**YOUR INSTRUCTIONS:** All of the records shown below need to be copied with no differences.

Records contained in a dataset
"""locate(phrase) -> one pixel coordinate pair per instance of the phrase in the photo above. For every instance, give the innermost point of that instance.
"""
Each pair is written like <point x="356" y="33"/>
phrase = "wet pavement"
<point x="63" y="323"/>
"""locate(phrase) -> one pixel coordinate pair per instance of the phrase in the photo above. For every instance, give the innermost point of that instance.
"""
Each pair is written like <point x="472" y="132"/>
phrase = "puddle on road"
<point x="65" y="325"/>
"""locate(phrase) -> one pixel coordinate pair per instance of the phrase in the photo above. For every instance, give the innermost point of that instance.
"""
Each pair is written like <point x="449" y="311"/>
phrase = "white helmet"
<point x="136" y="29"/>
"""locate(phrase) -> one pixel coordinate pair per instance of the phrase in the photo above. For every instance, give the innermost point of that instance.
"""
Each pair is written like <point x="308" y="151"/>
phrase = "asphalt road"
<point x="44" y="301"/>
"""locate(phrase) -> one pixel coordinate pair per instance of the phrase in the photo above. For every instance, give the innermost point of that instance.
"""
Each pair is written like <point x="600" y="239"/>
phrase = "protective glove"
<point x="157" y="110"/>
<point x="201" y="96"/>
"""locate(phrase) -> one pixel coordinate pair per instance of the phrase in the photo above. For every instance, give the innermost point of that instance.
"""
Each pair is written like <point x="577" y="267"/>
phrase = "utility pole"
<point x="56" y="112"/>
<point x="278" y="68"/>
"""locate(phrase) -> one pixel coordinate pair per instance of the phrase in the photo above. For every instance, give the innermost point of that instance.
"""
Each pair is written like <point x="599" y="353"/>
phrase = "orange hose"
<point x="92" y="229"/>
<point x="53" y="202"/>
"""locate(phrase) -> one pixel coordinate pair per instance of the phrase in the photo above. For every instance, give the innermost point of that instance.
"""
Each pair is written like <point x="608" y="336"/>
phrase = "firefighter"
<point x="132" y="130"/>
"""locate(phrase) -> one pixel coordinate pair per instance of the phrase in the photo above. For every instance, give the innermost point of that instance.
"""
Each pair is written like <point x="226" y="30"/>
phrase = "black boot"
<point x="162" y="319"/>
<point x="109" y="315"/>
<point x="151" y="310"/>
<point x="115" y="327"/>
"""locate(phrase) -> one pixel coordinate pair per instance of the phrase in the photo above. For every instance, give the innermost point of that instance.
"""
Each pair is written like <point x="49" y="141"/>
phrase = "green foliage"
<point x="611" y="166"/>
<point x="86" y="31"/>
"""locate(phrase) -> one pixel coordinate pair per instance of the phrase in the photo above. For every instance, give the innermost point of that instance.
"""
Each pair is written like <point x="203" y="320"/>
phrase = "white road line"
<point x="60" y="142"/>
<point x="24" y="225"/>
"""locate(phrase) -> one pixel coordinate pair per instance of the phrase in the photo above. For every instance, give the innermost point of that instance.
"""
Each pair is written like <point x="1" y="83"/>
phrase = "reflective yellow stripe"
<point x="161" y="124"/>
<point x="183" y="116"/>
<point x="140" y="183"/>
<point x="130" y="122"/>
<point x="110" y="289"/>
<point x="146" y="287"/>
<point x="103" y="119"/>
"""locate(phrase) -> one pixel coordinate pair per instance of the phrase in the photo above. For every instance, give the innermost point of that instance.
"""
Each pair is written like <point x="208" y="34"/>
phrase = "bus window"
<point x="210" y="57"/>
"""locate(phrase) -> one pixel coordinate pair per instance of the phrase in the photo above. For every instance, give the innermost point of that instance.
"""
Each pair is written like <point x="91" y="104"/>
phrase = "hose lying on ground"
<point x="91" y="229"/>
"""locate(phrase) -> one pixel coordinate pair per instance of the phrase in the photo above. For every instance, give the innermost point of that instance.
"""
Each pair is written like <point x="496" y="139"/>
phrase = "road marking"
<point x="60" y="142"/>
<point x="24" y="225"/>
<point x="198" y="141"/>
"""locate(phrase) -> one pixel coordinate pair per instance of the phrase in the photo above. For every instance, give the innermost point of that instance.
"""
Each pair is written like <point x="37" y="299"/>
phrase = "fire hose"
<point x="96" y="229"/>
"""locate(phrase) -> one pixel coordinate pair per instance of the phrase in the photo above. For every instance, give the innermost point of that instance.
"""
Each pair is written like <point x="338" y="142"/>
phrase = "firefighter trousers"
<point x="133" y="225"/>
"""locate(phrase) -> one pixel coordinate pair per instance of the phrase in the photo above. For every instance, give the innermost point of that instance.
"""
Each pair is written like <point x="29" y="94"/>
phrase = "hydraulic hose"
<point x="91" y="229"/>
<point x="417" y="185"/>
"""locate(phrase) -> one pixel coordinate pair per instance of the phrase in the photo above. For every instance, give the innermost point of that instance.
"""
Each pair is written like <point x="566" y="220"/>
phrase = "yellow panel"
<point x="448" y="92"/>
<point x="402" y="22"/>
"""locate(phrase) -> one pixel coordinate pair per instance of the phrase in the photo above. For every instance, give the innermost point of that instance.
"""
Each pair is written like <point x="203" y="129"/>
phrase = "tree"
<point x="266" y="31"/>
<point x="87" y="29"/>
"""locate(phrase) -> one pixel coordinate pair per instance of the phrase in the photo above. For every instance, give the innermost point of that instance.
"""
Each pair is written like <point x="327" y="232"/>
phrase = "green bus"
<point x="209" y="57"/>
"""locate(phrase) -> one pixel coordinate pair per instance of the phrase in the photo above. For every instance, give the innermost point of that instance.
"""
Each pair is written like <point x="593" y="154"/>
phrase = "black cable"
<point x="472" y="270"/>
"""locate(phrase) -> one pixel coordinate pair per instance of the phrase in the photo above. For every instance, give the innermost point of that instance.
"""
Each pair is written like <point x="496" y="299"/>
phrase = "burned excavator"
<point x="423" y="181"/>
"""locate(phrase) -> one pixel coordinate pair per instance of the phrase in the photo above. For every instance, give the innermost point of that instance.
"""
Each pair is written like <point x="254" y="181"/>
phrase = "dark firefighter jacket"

**ANSWER TO THIS EXERCISE:**
"""locate(phrase) -> one pixel coordinate pair per instance of the phrase in the photo above. For every instance, give the innermost point of that instance.
"""
Each pair is written like <point x="356" y="33"/>
phrase = "wet pavement"
<point x="63" y="323"/>
"""locate(phrase) -> one pixel coordinate pair per instance of the phrase in the photo above. For every instance, give the innermost point of that instance.
"""
Each pair is written like <point x="472" y="132"/>
phrase = "puddle on road"
<point x="65" y="325"/>
"""locate(phrase) -> one pixel coordinate pair per instance of the phrase in the photo above. For every instance, give the innermost point of that instance.
"""
Each pair is written like <point x="449" y="311"/>
phrase = "white helmet"
<point x="136" y="29"/>
"""locate(phrase) -> one pixel coordinate pair per instance of the phrase in the photo above. For every instance, give the innermost point of that instance.
"""
Each pair is written like <point x="308" y="151"/>
phrase = "asphalt road"
<point x="44" y="301"/>
"""locate(phrase) -> one pixel coordinate pair per instance of the phrase in the photo above. For every instance, give the innermost point of that instance.
"""
Each pair is written like <point x="600" y="239"/>
phrase = "protective glove"
<point x="157" y="110"/>
<point x="201" y="96"/>
"""locate(phrase) -> one pixel coordinate pair per instance of the phrase in the photo above. For every instance, give the innermost point of that instance.
"""
Each pair is written like <point x="577" y="267"/>
phrase = "utility pole"
<point x="56" y="112"/>
<point x="278" y="68"/>
"""locate(phrase) -> one pixel coordinate pair per instance of the phrase in the photo above. For every instance, give the innermost point of that instance.
"""
Each pair is written like <point x="599" y="353"/>
phrase = "orange hose"
<point x="92" y="229"/>
<point x="53" y="202"/>
"""locate(phrase) -> one pixel coordinate pair per instance of the phrase in the photo above. For every instance, give the innermost point of that instance.
"""
Each pair is written like <point x="608" y="336"/>
phrase = "firefighter"
<point x="132" y="130"/>
"""locate(phrase) -> one pixel coordinate pair per instance of the phrase in the photo above. For every instance, give the innermost point of that instance.
"""
Each pair is written like <point x="226" y="30"/>
phrase = "black boot"
<point x="162" y="319"/>
<point x="109" y="315"/>
<point x="151" y="310"/>
<point x="115" y="327"/>
"""locate(phrase) -> one pixel coordinate pair per instance of the phrase in the photo above. For every instance, give the innermost point of that instance.
"""
Each pair is written like <point x="49" y="141"/>
phrase = "green foliage"
<point x="611" y="166"/>
<point x="86" y="31"/>
"""locate(phrase) -> one pixel coordinate pair per instance of the phrase in the photo above. For every instance, give the innermost point of that instance.
"""
Each pair is written like <point x="203" y="320"/>
phrase = "white road line"
<point x="60" y="142"/>
<point x="24" y="225"/>
"""locate(phrase) -> one pixel coordinate pair per instance of the phrase in the photo above. For every instance, give the innermost point of that instance.
"""
Each pair is written like <point x="1" y="83"/>
phrase = "reflective yellow stripe"
<point x="161" y="124"/>
<point x="183" y="116"/>
<point x="140" y="183"/>
<point x="130" y="122"/>
<point x="110" y="289"/>
<point x="146" y="287"/>
<point x="103" y="119"/>
"""locate(phrase) -> one pixel coordinate pair per instance of the phrase in the photo above. For every instance, give the innermost point of that instance.
"""
Each pair is written like <point x="208" y="34"/>
phrase = "bus window"
<point x="210" y="57"/>
"""locate(phrase) -> one pixel coordinate pair per instance of the phrase in the photo above. For every instance, give the innermost point of that instance.
"""
Each pair is written like <point x="91" y="104"/>
phrase = "hose lying on ground"
<point x="91" y="229"/>
"""locate(phrase) -> one pixel coordinate pair per instance of the phrase in the photo above. For every instance, give the innermost point of that instance.
"""
Each pair is written like <point x="496" y="139"/>
phrase = "road marking"
<point x="60" y="142"/>
<point x="24" y="225"/>
<point x="198" y="141"/>
"""locate(phrase) -> one pixel coordinate pair per instance of the phrase in the photo above. For every instance, give the innermost point of that instance.
"""
Each pair is written like <point x="37" y="299"/>
phrase = "fire hose"
<point x="96" y="229"/>
"""locate(phrase) -> one pixel coordinate pair per instance of the phrase in the photo above. For every instance, give the innermost point of that instance.
"""
Each pair is written like <point x="338" y="142"/>
phrase = "firefighter trousers"
<point x="133" y="225"/>
"""locate(phrase) -> one pixel coordinate pair per instance of the phrase in the photo above. For every instance, give the innermost point of that instance.
"""
Each pair is written like <point x="29" y="94"/>
phrase = "hydraulic hose"
<point x="91" y="229"/>
<point x="417" y="185"/>
"""locate(phrase) -> one pixel coordinate pair per instance of the phrase in the photo above. For every instance, give the innermost point of that instance.
"""
Each pair is written like <point x="566" y="220"/>
phrase = "yellow panel"
<point x="448" y="92"/>
<point x="402" y="22"/>
"""locate(phrase) -> one pixel coordinate pair per instance of the phrase in the photo above. For every instance, give the innermost point of that instance.
"""
Each pair is written like <point x="203" y="129"/>
phrase = "tree"
<point x="266" y="31"/>
<point x="87" y="29"/>
"""locate(phrase) -> one pixel coordinate pair per instance of the phrase in the photo above. For every instance, give the innermost point of that instance.
"""
Each pair is written like <point x="327" y="232"/>
phrase = "green bus"
<point x="209" y="57"/>
"""locate(phrase) -> one pixel coordinate pair per instance of the phrase in the photo above. For every instance, give the innermost point of that instance.
"""
Each pair is written like <point x="593" y="154"/>
phrase = "black cable"
<point x="472" y="270"/>
"""locate(phrase) -> one pixel coordinate pair per instance of the phrase in the photo above. For every instance, give the innermost point of that instance.
"""
Each pair is written like <point x="496" y="299"/>
phrase = "burned excavator"
<point x="423" y="181"/>
"""locate(phrase) -> one pixel coordinate pair per instance of the phrase in the photo above. For every instance, give the innermost point of that instance.
"""
Each pair is written like <point x="254" y="181"/>
phrase = "dark firefighter jacket"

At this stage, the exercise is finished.